Segment Open

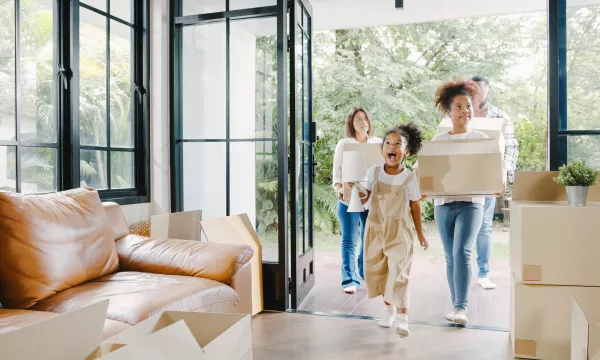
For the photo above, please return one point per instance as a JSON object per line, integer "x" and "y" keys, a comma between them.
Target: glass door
{"x": 302, "y": 138}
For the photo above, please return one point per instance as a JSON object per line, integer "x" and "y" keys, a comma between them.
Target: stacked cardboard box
{"x": 554, "y": 257}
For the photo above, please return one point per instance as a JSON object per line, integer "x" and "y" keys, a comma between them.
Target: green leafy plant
{"x": 576, "y": 173}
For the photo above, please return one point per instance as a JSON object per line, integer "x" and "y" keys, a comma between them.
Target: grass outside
{"x": 332, "y": 242}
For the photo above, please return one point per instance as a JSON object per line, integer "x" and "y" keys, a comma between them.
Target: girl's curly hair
{"x": 411, "y": 133}
{"x": 446, "y": 93}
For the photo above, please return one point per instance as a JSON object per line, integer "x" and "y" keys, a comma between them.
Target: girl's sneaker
{"x": 402, "y": 326}
{"x": 388, "y": 319}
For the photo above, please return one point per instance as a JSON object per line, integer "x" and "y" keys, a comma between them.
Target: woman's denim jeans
{"x": 350, "y": 222}
{"x": 458, "y": 223}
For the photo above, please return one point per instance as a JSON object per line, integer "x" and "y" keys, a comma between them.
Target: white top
{"x": 412, "y": 188}
{"x": 339, "y": 153}
{"x": 471, "y": 134}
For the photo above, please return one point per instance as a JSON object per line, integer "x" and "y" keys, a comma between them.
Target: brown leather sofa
{"x": 61, "y": 251}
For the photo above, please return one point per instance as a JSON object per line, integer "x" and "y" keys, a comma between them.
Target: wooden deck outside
{"x": 430, "y": 297}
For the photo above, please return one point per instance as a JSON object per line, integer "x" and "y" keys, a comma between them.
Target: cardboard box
{"x": 585, "y": 330}
{"x": 69, "y": 336}
{"x": 183, "y": 225}
{"x": 460, "y": 168}
{"x": 237, "y": 229}
{"x": 492, "y": 127}
{"x": 174, "y": 342}
{"x": 540, "y": 319}
{"x": 220, "y": 336}
{"x": 552, "y": 243}
{"x": 373, "y": 157}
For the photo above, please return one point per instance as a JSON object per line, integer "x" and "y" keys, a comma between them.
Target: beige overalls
{"x": 389, "y": 242}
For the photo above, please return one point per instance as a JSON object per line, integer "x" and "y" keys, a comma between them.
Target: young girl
{"x": 393, "y": 191}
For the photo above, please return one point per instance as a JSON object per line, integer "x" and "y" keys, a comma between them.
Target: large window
{"x": 72, "y": 101}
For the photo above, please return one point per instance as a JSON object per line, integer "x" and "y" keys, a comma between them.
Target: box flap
{"x": 69, "y": 336}
{"x": 540, "y": 186}
{"x": 174, "y": 342}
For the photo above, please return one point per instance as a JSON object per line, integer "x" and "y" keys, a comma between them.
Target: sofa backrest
{"x": 52, "y": 242}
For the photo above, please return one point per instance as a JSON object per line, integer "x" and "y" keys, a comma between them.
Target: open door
{"x": 302, "y": 139}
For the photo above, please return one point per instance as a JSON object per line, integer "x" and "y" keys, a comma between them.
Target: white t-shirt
{"x": 412, "y": 188}
{"x": 339, "y": 155}
{"x": 471, "y": 134}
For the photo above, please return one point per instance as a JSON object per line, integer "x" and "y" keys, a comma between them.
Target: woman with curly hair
{"x": 359, "y": 129}
{"x": 394, "y": 194}
{"x": 458, "y": 218}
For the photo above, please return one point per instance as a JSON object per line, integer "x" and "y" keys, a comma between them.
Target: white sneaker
{"x": 388, "y": 319}
{"x": 402, "y": 326}
{"x": 486, "y": 283}
{"x": 350, "y": 289}
{"x": 460, "y": 317}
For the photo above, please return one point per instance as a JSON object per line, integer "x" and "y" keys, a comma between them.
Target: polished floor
{"x": 288, "y": 336}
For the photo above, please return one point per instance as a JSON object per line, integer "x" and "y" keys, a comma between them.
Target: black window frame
{"x": 66, "y": 101}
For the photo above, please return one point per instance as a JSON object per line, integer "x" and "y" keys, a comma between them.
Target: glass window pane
{"x": 122, "y": 170}
{"x": 38, "y": 170}
{"x": 253, "y": 100}
{"x": 92, "y": 81}
{"x": 586, "y": 148}
{"x": 7, "y": 72}
{"x": 122, "y": 9}
{"x": 93, "y": 169}
{"x": 193, "y": 7}
{"x": 203, "y": 81}
{"x": 8, "y": 168}
{"x": 583, "y": 66}
{"x": 121, "y": 124}
{"x": 37, "y": 120}
{"x": 254, "y": 180}
{"x": 204, "y": 179}
{"x": 247, "y": 4}
{"x": 98, "y": 4}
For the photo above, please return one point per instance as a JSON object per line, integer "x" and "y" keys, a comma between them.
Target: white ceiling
{"x": 346, "y": 14}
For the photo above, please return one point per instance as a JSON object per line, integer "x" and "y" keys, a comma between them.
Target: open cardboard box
{"x": 69, "y": 336}
{"x": 470, "y": 167}
{"x": 220, "y": 336}
{"x": 540, "y": 318}
{"x": 174, "y": 342}
{"x": 585, "y": 330}
{"x": 237, "y": 229}
{"x": 373, "y": 157}
{"x": 550, "y": 242}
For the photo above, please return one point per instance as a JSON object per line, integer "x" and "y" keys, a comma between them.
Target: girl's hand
{"x": 424, "y": 243}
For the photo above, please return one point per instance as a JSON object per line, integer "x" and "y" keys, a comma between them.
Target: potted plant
{"x": 577, "y": 177}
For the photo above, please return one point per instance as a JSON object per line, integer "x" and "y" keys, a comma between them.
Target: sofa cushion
{"x": 135, "y": 296}
{"x": 52, "y": 242}
{"x": 11, "y": 320}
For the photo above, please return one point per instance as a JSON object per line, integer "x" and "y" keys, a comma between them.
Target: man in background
{"x": 483, "y": 108}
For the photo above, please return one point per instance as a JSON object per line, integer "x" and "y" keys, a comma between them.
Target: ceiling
{"x": 347, "y": 14}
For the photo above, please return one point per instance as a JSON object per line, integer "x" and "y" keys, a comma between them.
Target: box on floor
{"x": 585, "y": 330}
{"x": 550, "y": 242}
{"x": 540, "y": 318}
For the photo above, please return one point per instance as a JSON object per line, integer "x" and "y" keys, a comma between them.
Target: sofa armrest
{"x": 219, "y": 262}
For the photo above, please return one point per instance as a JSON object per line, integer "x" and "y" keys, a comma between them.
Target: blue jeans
{"x": 484, "y": 238}
{"x": 349, "y": 223}
{"x": 459, "y": 223}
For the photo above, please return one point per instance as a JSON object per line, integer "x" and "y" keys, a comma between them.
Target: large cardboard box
{"x": 237, "y": 229}
{"x": 69, "y": 336}
{"x": 174, "y": 342}
{"x": 585, "y": 329}
{"x": 373, "y": 157}
{"x": 492, "y": 127}
{"x": 460, "y": 168}
{"x": 550, "y": 242}
{"x": 220, "y": 336}
{"x": 540, "y": 319}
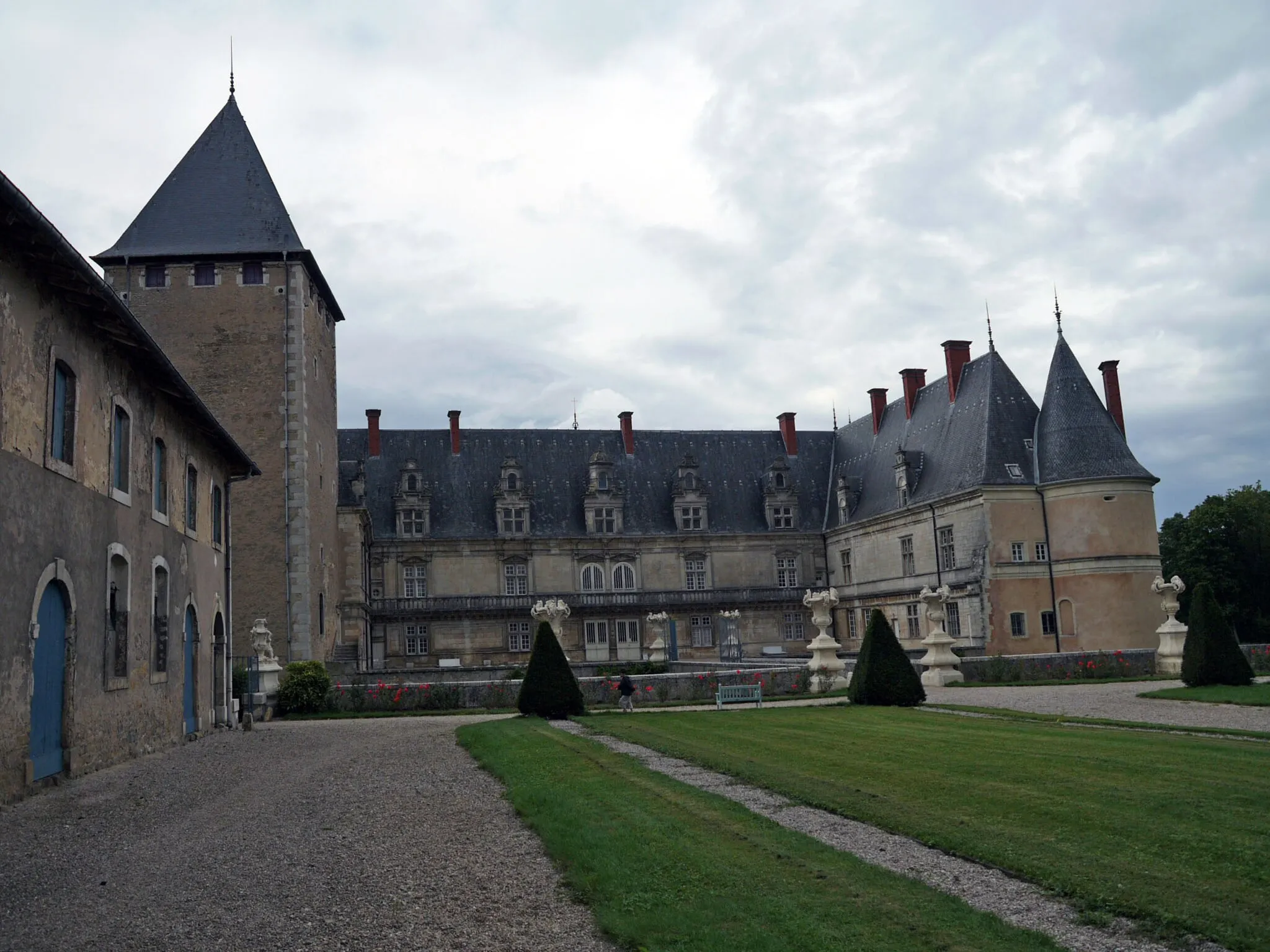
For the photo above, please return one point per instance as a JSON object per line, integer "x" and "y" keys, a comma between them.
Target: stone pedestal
{"x": 1173, "y": 633}
{"x": 939, "y": 661}
{"x": 826, "y": 665}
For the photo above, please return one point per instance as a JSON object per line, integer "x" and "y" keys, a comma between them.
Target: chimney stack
{"x": 1112, "y": 388}
{"x": 455, "y": 442}
{"x": 373, "y": 432}
{"x": 789, "y": 433}
{"x": 878, "y": 398}
{"x": 957, "y": 355}
{"x": 915, "y": 378}
{"x": 628, "y": 432}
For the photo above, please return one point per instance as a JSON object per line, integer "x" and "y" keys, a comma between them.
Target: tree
{"x": 1225, "y": 541}
{"x": 1212, "y": 654}
{"x": 549, "y": 688}
{"x": 884, "y": 675}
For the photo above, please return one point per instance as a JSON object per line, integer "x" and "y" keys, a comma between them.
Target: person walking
{"x": 626, "y": 687}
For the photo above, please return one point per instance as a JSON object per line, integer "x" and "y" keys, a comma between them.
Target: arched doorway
{"x": 48, "y": 669}
{"x": 191, "y": 639}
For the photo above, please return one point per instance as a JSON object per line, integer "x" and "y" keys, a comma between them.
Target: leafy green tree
{"x": 1212, "y": 654}
{"x": 884, "y": 675}
{"x": 550, "y": 688}
{"x": 1225, "y": 542}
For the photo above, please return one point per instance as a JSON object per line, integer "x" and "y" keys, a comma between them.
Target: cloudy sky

Segment Closed

◆ **ABOUT THIS TASK**: Only the lines from the one bearing "Target: chimney stack" through the end of the entries above belong in the answer, each one exactly as given.

◆ **RESULT FOR THIS EXERCISE**:
Target: chimney stack
{"x": 1112, "y": 388}
{"x": 455, "y": 442}
{"x": 373, "y": 432}
{"x": 789, "y": 433}
{"x": 878, "y": 398}
{"x": 957, "y": 355}
{"x": 915, "y": 378}
{"x": 628, "y": 432}
For the photo above, please return one point per instance as a JSON object per line, integer "x" and "y" keys, a comma between them.
Target: tree
{"x": 1225, "y": 541}
{"x": 1212, "y": 654}
{"x": 549, "y": 688}
{"x": 884, "y": 675}
For the photo above, please return one point per instance as a JSON object per line, integer "x" and "y" keys, a comma between them.
Target: person walking
{"x": 626, "y": 687}
For the photo above, please return one point per instance as a JSON object per line, integer "x" and "y" keys, a comma between them.
Target: arched doorway
{"x": 48, "y": 669}
{"x": 191, "y": 639}
For the photo above, please return one point per instance as a JSON object per line, integer "x" and "y" keys, a comma between them.
Target: leafy green tree
{"x": 1212, "y": 654}
{"x": 884, "y": 675}
{"x": 550, "y": 688}
{"x": 1225, "y": 542}
For the photo above, please return one point per instance as a JSON object per line, integer "x" and "y" keys, a comma between them.
Target: cloudy sky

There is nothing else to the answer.